• _REQUIREMENT_: Please work out how many lines include the word "instance" in the entries, and reply with only the count.

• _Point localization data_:
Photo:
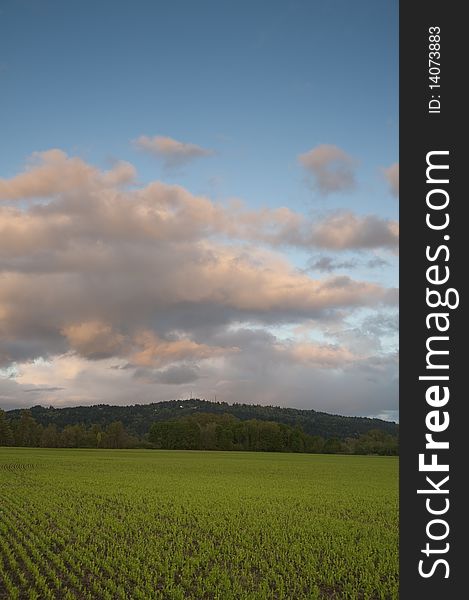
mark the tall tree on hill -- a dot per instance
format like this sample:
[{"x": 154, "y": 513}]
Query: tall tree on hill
[
  {"x": 6, "y": 434},
  {"x": 27, "y": 431}
]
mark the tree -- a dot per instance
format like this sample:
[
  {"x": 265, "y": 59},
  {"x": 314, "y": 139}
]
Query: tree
[{"x": 6, "y": 434}]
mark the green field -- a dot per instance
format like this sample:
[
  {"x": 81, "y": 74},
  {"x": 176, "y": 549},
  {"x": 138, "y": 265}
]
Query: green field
[{"x": 139, "y": 524}]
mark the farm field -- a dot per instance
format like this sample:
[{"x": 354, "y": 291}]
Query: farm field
[{"x": 140, "y": 524}]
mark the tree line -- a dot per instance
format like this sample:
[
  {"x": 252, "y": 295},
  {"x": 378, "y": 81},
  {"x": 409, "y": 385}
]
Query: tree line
[
  {"x": 26, "y": 431},
  {"x": 202, "y": 431},
  {"x": 206, "y": 431}
]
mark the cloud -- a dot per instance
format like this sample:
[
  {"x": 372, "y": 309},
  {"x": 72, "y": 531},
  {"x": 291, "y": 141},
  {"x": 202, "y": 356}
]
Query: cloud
[
  {"x": 93, "y": 339},
  {"x": 328, "y": 264},
  {"x": 172, "y": 152},
  {"x": 392, "y": 176},
  {"x": 175, "y": 375},
  {"x": 53, "y": 172},
  {"x": 332, "y": 169},
  {"x": 115, "y": 294},
  {"x": 345, "y": 230}
]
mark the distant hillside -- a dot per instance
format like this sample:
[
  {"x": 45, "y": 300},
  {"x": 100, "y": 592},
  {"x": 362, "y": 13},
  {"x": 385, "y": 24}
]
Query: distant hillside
[{"x": 137, "y": 419}]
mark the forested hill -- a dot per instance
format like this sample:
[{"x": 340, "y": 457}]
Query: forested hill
[{"x": 137, "y": 419}]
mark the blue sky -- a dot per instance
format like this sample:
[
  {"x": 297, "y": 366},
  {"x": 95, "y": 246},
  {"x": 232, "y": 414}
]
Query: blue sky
[{"x": 254, "y": 83}]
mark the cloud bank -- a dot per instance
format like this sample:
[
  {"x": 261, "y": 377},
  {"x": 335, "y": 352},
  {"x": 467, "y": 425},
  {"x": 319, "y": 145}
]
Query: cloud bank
[
  {"x": 172, "y": 152},
  {"x": 111, "y": 293}
]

• _PROBLEM SOLUTION_: 10